Start of Data listing
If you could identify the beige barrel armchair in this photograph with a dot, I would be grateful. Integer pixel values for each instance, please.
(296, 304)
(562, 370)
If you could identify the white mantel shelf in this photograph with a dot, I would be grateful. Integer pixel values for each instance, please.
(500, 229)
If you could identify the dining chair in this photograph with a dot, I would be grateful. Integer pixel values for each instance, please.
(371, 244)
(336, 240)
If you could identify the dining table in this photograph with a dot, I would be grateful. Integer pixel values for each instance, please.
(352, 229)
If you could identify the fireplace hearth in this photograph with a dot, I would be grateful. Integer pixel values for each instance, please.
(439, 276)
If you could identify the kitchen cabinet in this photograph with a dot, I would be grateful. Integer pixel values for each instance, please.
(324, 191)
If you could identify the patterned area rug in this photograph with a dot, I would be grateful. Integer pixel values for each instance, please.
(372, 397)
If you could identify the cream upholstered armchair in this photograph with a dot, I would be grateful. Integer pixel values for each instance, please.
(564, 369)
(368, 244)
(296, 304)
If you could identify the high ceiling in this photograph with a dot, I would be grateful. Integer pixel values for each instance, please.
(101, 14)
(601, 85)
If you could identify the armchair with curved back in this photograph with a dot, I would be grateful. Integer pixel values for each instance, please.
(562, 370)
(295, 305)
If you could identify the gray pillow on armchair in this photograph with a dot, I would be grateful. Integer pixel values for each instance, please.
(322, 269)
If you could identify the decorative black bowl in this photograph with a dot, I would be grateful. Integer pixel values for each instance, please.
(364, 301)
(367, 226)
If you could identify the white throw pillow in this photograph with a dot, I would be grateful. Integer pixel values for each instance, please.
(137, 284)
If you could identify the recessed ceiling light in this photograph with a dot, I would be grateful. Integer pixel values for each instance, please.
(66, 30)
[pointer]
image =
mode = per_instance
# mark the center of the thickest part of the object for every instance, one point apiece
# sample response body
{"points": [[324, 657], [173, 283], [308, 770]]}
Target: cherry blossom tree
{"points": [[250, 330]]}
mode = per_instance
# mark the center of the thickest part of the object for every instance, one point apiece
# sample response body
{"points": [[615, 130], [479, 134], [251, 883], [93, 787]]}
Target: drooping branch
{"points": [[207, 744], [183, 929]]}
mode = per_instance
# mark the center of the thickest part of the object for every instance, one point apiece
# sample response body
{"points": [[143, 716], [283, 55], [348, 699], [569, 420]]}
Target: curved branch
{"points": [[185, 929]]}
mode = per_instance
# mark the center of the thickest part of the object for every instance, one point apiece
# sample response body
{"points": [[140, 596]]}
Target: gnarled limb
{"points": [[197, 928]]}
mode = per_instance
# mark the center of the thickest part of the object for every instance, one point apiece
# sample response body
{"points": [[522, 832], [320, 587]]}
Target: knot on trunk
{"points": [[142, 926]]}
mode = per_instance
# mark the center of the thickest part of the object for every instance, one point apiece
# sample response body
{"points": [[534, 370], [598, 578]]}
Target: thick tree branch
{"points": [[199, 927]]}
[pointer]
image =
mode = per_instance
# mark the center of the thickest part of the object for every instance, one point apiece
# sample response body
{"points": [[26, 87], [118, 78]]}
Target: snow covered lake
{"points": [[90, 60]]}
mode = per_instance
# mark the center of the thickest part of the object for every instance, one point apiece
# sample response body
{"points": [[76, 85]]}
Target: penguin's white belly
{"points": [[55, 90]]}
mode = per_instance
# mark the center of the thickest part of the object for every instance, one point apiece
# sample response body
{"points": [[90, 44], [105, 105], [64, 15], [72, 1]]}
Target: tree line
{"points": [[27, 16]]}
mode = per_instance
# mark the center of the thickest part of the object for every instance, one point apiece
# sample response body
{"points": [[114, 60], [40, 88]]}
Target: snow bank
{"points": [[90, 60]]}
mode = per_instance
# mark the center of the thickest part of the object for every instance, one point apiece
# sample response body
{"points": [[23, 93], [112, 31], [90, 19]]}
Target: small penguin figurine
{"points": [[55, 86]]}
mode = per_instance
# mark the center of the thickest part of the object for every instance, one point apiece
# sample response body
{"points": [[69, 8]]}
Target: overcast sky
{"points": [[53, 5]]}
End of Data listing
Every entry must appear in the answer exactly as written.

* Finished task:
If you could identify the beige barrel armchair in this photograph with a dot, I would be grateful. Integer pixel values for each instance, please.
(296, 304)
(562, 370)
If you could identify the white mantel shelf in this photograph with a dot, I would be grateful. Integer pixel values for each instance, please.
(500, 229)
If you could identify the dining chair in this photograph with a dot, I would be grateful. Integer pixel values for each instance, please.
(371, 244)
(336, 240)
If you could identify the dining table in this photograph with a dot, I would be grateful. Integer pixel values for each instance, please.
(352, 229)
If you could identify the fireplace hearth in this photograph with a dot, I would be grateful. Integer pixel values for each instance, please.
(439, 276)
If you could identify the kitchen cabinet in this photograph with a dot, I would be grateful. Integer pixel values for each instance, please.
(324, 191)
If you could identify the patterned area rug in this photograph with a dot, I would be grateful. Integer pixel values for each instance, please.
(372, 397)
If you could identify the cream upholstered armchair in this photograph with a dot, I would be grateful. Integer pixel values for each instance, please.
(564, 369)
(368, 244)
(296, 304)
If you could identify the high ceiling in this photograph with a dot, I would be grateful. Integer pixel values for each instance, please.
(101, 14)
(601, 85)
If you could identify the armchair with curved back in this photograph with a dot, I would be grateful. Integer pixel values for each instance, please.
(562, 370)
(295, 305)
If you could identify the gray pillow on armchair in this photograph with a dot, I would be grateful. Integer pixel values for each instance, please.
(322, 269)
If you could identify the decorative black bowl in this photograph with a dot, I would be grateful. Integer pixel values for each instance, please.
(364, 301)
(367, 226)
If you could identify the white throw pillow in this photograph with a dot, I would be grateful. Integer pixel values for each instance, please.
(137, 284)
If you could identify the recessed ceiling light in this photograph with a dot, I would be grateful. Integer pixel values for each instance, please.
(66, 30)
[pointer]
image =
mode = per_instance
# mark the center of the thickest part of the object for every instance, one point apiece
# sample response body
{"points": [[324, 657], [173, 283], [308, 770]]}
Target: cherry blossom tree
{"points": [[250, 330]]}
mode = per_instance
# mark the center of the thickest part of the object for every instance, one point apiece
# sample response body
{"points": [[615, 130], [479, 134], [251, 883], [93, 787]]}
Target: drooping branch
{"points": [[207, 744], [183, 929]]}
mode = per_instance
# mark the center of the thickest part of the object for every instance, one point apiece
# sample response body
{"points": [[143, 716], [283, 55], [348, 699], [569, 420]]}
Target: curved branch
{"points": [[185, 929]]}
mode = per_instance
# mark the center of the thickest part of the object for every instance, one point apiece
# sample response body
{"points": [[140, 596]]}
Target: gnarled limb
{"points": [[197, 928]]}
mode = per_instance
# mark the center of the thickest part of the object for every instance, one point apiece
# sample response body
{"points": [[522, 832], [320, 587]]}
Target: knot on trunk
{"points": [[142, 926]]}
mode = per_instance
# mark the center of the thickest part of the object for every instance, one point apiece
# sample response body
{"points": [[534, 370], [598, 578]]}
Target: thick tree branch
{"points": [[199, 927]]}
[pointer]
image =
mode = per_instance
# mark the center of the thickest part of the object for every instance, one point apiece
# sample response body
{"points": [[26, 87], [118, 78]]}
Target: snow covered lake
{"points": [[90, 60]]}
mode = per_instance
# mark the center of the thickest part of the object for every instance, one point apiece
# sample response body
{"points": [[76, 85]]}
Target: penguin's white belly
{"points": [[55, 90]]}
mode = per_instance
# mark the center of the thickest part of the object for every instance, one point apiece
# sample response body
{"points": [[90, 44], [105, 105], [64, 15], [72, 1]]}
Target: tree line
{"points": [[27, 16]]}
mode = per_instance
# mark the center of the thickest part of the object for every instance, one point apiece
# sample response body
{"points": [[114, 60], [40, 88]]}
Target: snow bank
{"points": [[90, 60]]}
mode = per_instance
# mark the center of the thickest part of the object for every instance, one point apiece
# sample response body
{"points": [[23, 93], [112, 31], [90, 19]]}
Target: small penguin figurine
{"points": [[55, 86]]}
mode = per_instance
# mark the center of the thickest part of the object for every instance, one point apiece
# sample response body
{"points": [[69, 8]]}
Target: overcast sky
{"points": [[53, 5]]}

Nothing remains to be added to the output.